- **What is required**
Pick out every line in the items below that contains the string "target", and copy each one. Case counts.

- **Stored data**
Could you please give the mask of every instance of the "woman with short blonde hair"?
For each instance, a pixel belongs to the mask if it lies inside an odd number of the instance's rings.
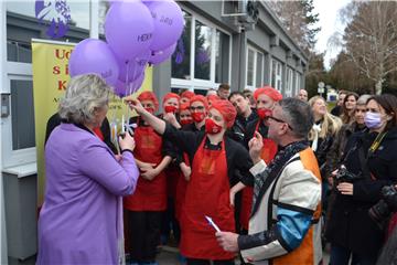
[[[94,134],[110,87],[94,74],[71,80],[60,103],[62,124],[45,145],[45,195],[39,218],[37,264],[119,264],[122,199],[139,171],[133,138],[119,138],[121,158]]]

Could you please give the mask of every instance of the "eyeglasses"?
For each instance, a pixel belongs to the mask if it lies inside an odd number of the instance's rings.
[[[189,109],[190,109],[191,112],[194,112],[194,110],[204,110],[204,106],[190,107]]]
[[[292,128],[287,121],[285,121],[285,120],[282,120],[282,119],[276,118],[276,117],[273,117],[273,116],[269,116],[268,118],[275,120],[276,123],[286,124],[286,125],[288,125],[288,127],[290,128],[290,130],[293,130],[293,128]]]

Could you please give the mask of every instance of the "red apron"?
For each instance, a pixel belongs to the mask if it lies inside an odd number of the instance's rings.
[[[159,165],[162,138],[151,127],[138,126],[135,129],[136,148],[133,156],[142,161]],[[164,211],[167,209],[167,179],[164,172],[152,181],[139,177],[136,191],[125,197],[124,206],[130,211]]]
[[[187,153],[183,153],[183,160],[184,163],[190,167],[190,161],[189,161],[189,157]],[[182,212],[182,205],[184,202],[184,198],[185,198],[185,193],[186,193],[186,186],[187,186],[187,181],[184,178],[184,174],[182,173],[182,171],[180,171],[180,178],[178,179],[178,183],[176,183],[176,191],[175,191],[175,219],[180,220],[181,216],[181,212]]]
[[[215,230],[205,219],[208,215],[222,231],[235,231],[234,209],[229,200],[225,144],[222,150],[204,148],[204,137],[192,167],[192,177],[181,214],[181,253],[190,258],[232,259],[216,241]]]
[[[255,131],[258,131],[259,124],[261,120],[258,121]],[[262,139],[264,147],[260,152],[260,158],[264,159],[266,163],[269,163],[277,153],[277,145],[273,140],[270,140],[269,138]],[[254,197],[254,188],[246,187],[243,190],[242,194],[242,211],[240,211],[240,223],[242,227],[245,230],[248,230],[249,224],[249,215],[253,208],[253,197]]]

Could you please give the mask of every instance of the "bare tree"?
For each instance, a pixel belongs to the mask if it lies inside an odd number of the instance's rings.
[[[397,70],[397,2],[356,1],[341,14],[350,21],[343,35],[345,52],[380,94],[386,76]]]

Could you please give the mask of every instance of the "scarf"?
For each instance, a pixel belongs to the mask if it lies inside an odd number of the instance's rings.
[[[280,176],[283,168],[288,165],[288,161],[298,152],[307,149],[309,142],[307,140],[292,142],[285,148],[280,149],[276,157],[271,160],[268,167],[264,172],[255,176],[254,178],[254,202],[251,215],[256,213],[259,208],[261,198],[265,195],[265,192],[273,182],[273,180]]]

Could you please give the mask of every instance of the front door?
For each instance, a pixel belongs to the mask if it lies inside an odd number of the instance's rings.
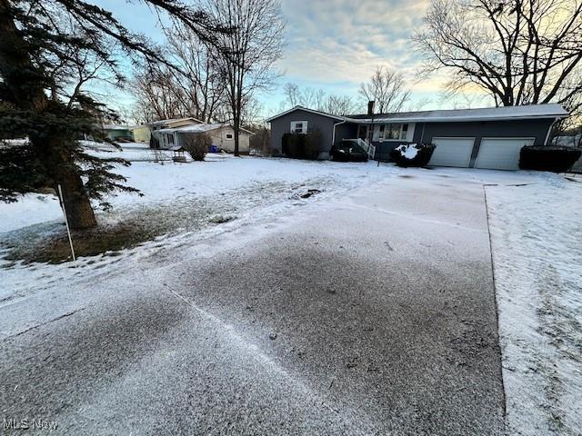
[[[358,127],[357,137],[363,140],[367,138],[367,125],[362,124]]]

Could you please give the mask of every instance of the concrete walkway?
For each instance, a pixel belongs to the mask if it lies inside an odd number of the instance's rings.
[[[407,182],[75,285],[64,316],[4,340],[4,418],[75,435],[502,434],[482,186]]]

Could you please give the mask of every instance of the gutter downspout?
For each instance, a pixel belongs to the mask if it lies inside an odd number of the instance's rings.
[[[336,144],[336,127],[339,124],[343,124],[344,123],[346,123],[347,120],[346,118],[344,118],[344,121],[340,121],[339,123],[335,123],[334,124],[334,131],[331,134],[331,146],[333,147]]]
[[[559,116],[557,116],[556,119],[552,122],[552,124],[549,124],[549,128],[547,129],[547,134],[546,135],[546,141],[544,141],[544,146],[547,145],[547,141],[549,141],[549,135],[552,133],[552,127],[554,127],[554,124],[560,120],[561,118]]]

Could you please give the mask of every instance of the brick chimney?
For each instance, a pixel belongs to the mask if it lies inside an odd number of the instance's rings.
[[[372,116],[374,114],[374,103],[373,101],[367,102],[367,115]]]

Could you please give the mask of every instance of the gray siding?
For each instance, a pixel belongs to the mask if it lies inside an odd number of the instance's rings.
[[[292,121],[306,121],[307,132],[318,130],[321,133],[320,151],[322,154],[320,156],[326,158],[331,149],[334,124],[340,121],[301,109],[271,121],[271,151],[275,154],[281,153],[281,140],[285,134],[290,132]],[[337,128],[339,129],[339,127],[341,126],[338,125]],[[337,135],[337,132],[336,134]]]

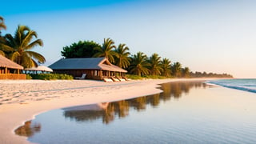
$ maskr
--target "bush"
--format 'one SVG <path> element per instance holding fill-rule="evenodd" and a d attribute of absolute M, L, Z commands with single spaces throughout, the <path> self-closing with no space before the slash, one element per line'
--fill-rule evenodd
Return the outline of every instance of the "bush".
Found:
<path fill-rule="evenodd" d="M 74 79 L 73 76 L 63 74 L 30 74 L 33 79 L 56 80 L 56 79 Z"/>

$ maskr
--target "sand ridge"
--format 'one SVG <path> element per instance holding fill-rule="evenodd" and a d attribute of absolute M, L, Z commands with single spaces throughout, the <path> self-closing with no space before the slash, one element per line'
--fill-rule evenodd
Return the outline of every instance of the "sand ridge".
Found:
<path fill-rule="evenodd" d="M 94 80 L 0 81 L 1 143 L 30 143 L 14 130 L 35 115 L 67 106 L 113 102 L 162 92 L 158 84 L 206 78 L 137 80 L 103 82 Z"/>

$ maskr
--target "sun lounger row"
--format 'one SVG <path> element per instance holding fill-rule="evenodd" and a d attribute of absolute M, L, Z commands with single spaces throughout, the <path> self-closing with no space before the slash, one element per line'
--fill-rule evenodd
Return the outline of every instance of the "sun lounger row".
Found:
<path fill-rule="evenodd" d="M 103 78 L 104 82 L 124 82 L 124 81 L 130 81 L 130 78 L 126 78 L 126 77 L 109 77 L 109 78 Z"/>

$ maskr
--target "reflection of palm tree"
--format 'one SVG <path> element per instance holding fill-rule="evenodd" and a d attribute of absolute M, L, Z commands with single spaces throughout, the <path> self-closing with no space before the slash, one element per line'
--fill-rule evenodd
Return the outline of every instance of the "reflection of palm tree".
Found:
<path fill-rule="evenodd" d="M 160 94 L 156 94 L 150 97 L 150 99 L 149 99 L 150 103 L 153 106 L 157 106 L 160 103 Z"/>
<path fill-rule="evenodd" d="M 8 50 L 10 54 L 10 59 L 25 68 L 38 66 L 37 60 L 40 63 L 46 62 L 45 58 L 40 54 L 31 51 L 35 46 L 42 46 L 41 39 L 31 40 L 37 38 L 35 31 L 31 30 L 26 26 L 18 26 L 15 31 L 14 37 L 11 34 L 6 34 L 6 43 L 0 43 L 0 46 Z"/>
<path fill-rule="evenodd" d="M 105 113 L 102 116 L 102 122 L 108 124 L 114 121 L 114 107 L 113 103 L 110 103 L 107 108 L 105 110 Z"/>
<path fill-rule="evenodd" d="M 15 134 L 20 136 L 31 137 L 34 133 L 41 130 L 41 125 L 34 123 L 32 125 L 31 121 L 26 122 L 25 124 L 15 130 Z"/>

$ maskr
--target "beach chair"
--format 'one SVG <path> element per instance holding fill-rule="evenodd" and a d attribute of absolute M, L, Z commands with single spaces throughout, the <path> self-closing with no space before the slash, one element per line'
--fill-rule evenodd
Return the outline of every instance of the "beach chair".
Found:
<path fill-rule="evenodd" d="M 85 79 L 86 74 L 82 74 L 81 77 L 75 77 L 74 79 Z"/>
<path fill-rule="evenodd" d="M 111 78 L 104 78 L 103 81 L 106 82 L 113 82 L 113 80 Z"/>

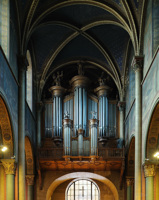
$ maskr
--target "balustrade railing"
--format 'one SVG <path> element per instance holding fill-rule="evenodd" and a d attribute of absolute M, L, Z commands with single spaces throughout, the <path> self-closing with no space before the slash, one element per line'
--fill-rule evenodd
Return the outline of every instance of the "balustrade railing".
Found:
<path fill-rule="evenodd" d="M 108 158 L 123 158 L 124 157 L 124 149 L 119 148 L 99 148 L 98 156 L 103 159 Z"/>
<path fill-rule="evenodd" d="M 63 148 L 41 148 L 39 150 L 39 158 L 40 159 L 51 159 L 51 160 L 60 160 L 64 156 Z M 73 157 L 77 156 L 71 156 Z M 85 157 L 85 156 L 83 156 Z M 89 156 L 87 156 L 88 158 Z M 103 160 L 108 159 L 121 159 L 124 158 L 124 149 L 119 148 L 98 148 L 98 156 L 99 158 L 102 158 Z"/>
<path fill-rule="evenodd" d="M 40 159 L 58 160 L 63 157 L 63 148 L 41 148 L 39 150 Z"/>

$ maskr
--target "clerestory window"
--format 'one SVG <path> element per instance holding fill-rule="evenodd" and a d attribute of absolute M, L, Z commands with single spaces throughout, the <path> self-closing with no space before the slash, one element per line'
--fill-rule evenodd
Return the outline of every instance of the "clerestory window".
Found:
<path fill-rule="evenodd" d="M 100 191 L 90 179 L 78 179 L 66 189 L 66 200 L 100 200 Z"/>

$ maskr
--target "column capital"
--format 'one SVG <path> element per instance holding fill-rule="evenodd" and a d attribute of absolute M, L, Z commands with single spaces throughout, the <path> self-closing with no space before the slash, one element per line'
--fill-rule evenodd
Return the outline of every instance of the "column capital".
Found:
<path fill-rule="evenodd" d="M 27 67 L 29 65 L 28 60 L 25 55 L 18 55 L 18 67 L 20 70 L 27 71 Z"/>
<path fill-rule="evenodd" d="M 155 176 L 155 165 L 144 164 L 144 174 L 145 177 Z"/>
<path fill-rule="evenodd" d="M 134 177 L 126 177 L 126 184 L 127 186 L 134 184 Z"/>
<path fill-rule="evenodd" d="M 1 159 L 1 162 L 7 175 L 15 174 L 16 165 L 14 159 Z"/>
<path fill-rule="evenodd" d="M 34 185 L 34 177 L 35 176 L 31 174 L 25 176 L 28 185 Z"/>
<path fill-rule="evenodd" d="M 143 56 L 134 56 L 132 60 L 132 67 L 135 72 L 143 69 L 143 60 Z"/>
<path fill-rule="evenodd" d="M 126 102 L 125 102 L 125 101 L 119 101 L 119 102 L 118 102 L 119 110 L 120 110 L 120 111 L 124 111 L 125 105 L 126 105 Z"/>

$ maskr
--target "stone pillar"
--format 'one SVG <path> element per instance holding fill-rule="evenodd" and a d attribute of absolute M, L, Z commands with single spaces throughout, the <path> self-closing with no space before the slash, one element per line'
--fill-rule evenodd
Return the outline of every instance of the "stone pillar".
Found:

- **Exercise solution**
--target "bush"
--target "sand ridge"
--target "sun lounger row"
--target "reflection of palm tree"
--target "beach chair"
--target "balustrade railing"
--target "clerestory window"
--target "column capital"
--target "stone pillar"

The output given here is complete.